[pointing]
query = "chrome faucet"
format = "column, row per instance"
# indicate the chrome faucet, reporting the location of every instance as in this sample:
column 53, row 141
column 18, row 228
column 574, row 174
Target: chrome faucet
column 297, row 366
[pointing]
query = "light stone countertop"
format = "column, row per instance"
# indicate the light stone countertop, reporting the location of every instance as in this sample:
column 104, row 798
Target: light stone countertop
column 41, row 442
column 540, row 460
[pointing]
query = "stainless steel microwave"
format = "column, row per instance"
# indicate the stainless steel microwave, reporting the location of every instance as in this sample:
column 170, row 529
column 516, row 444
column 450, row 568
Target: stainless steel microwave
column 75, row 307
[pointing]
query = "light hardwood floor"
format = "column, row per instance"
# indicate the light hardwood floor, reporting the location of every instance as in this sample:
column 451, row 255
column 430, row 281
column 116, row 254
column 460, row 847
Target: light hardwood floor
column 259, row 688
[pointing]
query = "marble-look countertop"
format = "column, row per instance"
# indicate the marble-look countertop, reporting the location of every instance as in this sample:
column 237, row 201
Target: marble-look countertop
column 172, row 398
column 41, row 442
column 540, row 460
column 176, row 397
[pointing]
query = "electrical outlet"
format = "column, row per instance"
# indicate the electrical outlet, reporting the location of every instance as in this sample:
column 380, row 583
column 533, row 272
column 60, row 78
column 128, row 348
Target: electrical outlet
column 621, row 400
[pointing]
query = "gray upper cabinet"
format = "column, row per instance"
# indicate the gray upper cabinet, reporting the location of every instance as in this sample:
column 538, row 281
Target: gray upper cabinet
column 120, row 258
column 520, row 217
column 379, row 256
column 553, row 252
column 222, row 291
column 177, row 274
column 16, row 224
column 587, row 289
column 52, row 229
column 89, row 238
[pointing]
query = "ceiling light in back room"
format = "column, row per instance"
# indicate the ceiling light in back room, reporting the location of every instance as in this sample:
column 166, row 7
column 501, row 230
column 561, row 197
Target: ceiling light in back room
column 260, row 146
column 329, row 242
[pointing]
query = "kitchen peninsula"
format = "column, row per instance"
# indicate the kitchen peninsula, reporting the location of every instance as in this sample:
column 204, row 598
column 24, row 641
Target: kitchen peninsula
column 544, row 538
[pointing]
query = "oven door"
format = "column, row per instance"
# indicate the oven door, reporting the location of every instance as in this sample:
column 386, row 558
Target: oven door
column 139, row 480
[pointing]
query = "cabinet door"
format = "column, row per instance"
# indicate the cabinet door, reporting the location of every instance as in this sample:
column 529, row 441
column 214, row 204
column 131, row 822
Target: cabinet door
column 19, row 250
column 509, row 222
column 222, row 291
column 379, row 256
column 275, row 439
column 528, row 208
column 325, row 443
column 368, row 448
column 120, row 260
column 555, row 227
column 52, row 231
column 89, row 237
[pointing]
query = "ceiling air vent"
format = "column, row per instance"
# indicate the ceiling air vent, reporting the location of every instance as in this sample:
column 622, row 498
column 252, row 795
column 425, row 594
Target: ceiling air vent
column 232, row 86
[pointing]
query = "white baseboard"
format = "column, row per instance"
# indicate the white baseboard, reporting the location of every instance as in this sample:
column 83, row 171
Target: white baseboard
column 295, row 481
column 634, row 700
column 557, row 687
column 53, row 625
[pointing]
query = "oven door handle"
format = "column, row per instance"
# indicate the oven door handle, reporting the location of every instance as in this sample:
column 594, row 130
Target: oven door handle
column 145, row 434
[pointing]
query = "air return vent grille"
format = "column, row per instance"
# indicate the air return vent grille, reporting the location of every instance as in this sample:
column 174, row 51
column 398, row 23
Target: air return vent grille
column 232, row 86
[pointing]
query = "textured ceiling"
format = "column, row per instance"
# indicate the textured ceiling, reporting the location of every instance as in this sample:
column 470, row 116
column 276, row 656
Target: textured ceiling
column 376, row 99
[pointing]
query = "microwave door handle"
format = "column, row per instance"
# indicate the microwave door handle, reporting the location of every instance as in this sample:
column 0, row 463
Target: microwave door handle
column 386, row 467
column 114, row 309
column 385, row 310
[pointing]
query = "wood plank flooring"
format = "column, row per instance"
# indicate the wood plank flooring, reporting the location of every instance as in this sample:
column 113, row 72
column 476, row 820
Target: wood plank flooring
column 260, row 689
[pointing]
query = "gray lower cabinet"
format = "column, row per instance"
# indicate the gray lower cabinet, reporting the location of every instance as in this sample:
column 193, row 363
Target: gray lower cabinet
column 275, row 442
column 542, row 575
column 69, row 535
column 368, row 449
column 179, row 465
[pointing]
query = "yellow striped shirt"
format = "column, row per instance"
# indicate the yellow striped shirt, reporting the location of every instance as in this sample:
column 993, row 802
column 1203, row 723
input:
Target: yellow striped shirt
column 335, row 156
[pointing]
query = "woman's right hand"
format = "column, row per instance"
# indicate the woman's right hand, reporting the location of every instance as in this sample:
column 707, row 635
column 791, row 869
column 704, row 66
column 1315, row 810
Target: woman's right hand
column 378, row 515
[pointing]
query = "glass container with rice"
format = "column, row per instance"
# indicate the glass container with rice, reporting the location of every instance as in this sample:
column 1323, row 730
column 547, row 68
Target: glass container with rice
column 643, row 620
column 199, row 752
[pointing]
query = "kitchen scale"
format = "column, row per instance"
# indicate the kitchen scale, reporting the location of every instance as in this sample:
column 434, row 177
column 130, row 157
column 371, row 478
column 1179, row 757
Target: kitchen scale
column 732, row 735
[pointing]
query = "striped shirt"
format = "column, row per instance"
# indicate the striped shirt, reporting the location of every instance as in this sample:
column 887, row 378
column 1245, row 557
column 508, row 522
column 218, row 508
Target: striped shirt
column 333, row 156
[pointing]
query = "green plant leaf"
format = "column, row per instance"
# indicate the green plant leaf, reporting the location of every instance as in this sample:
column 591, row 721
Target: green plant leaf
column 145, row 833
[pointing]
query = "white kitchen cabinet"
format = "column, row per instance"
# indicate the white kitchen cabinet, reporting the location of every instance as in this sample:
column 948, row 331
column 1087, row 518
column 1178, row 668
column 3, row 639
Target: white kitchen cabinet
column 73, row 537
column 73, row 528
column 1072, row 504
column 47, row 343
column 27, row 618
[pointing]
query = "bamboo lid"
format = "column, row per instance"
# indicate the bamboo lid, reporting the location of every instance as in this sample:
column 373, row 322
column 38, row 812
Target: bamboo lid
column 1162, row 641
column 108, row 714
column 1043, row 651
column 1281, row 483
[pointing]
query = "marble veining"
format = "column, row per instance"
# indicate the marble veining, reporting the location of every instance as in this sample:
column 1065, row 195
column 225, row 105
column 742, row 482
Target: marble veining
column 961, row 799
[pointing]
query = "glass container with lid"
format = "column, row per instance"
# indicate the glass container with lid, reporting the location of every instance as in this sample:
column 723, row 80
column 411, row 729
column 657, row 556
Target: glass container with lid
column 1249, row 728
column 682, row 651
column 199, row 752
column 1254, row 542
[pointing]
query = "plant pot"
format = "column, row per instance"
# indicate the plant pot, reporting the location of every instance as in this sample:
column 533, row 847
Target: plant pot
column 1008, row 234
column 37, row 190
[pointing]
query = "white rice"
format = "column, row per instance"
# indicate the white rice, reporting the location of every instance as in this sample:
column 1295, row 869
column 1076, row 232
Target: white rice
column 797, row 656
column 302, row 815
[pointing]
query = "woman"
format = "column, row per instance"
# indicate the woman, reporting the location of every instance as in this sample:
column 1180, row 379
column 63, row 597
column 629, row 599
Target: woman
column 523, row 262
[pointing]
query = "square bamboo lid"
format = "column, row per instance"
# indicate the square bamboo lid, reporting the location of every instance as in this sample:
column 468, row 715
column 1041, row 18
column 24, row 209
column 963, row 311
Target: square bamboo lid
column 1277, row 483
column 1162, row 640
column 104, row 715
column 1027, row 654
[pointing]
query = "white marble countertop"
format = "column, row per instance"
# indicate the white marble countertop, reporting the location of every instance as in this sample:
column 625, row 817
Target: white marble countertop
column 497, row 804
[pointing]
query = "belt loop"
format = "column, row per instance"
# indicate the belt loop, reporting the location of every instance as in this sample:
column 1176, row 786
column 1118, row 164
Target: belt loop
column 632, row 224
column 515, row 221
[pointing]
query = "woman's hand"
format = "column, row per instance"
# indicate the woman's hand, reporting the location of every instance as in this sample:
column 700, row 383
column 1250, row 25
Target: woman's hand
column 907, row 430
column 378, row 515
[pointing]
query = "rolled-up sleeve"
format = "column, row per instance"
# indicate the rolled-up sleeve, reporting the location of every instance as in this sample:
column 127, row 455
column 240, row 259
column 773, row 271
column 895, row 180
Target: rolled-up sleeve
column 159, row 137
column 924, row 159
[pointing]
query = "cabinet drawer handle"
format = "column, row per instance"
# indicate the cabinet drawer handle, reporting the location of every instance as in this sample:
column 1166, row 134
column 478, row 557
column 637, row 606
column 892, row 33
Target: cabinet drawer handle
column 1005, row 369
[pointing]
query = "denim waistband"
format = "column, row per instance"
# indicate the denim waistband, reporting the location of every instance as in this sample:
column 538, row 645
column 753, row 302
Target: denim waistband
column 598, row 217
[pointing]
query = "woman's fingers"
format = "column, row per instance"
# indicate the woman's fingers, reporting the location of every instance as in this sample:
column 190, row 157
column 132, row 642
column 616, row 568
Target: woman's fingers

WHAT THE EXERCISE ASKS: Work out how many lines of the entries contain the word "fingers", and answer with that number alone.

ANSWER AREA: 3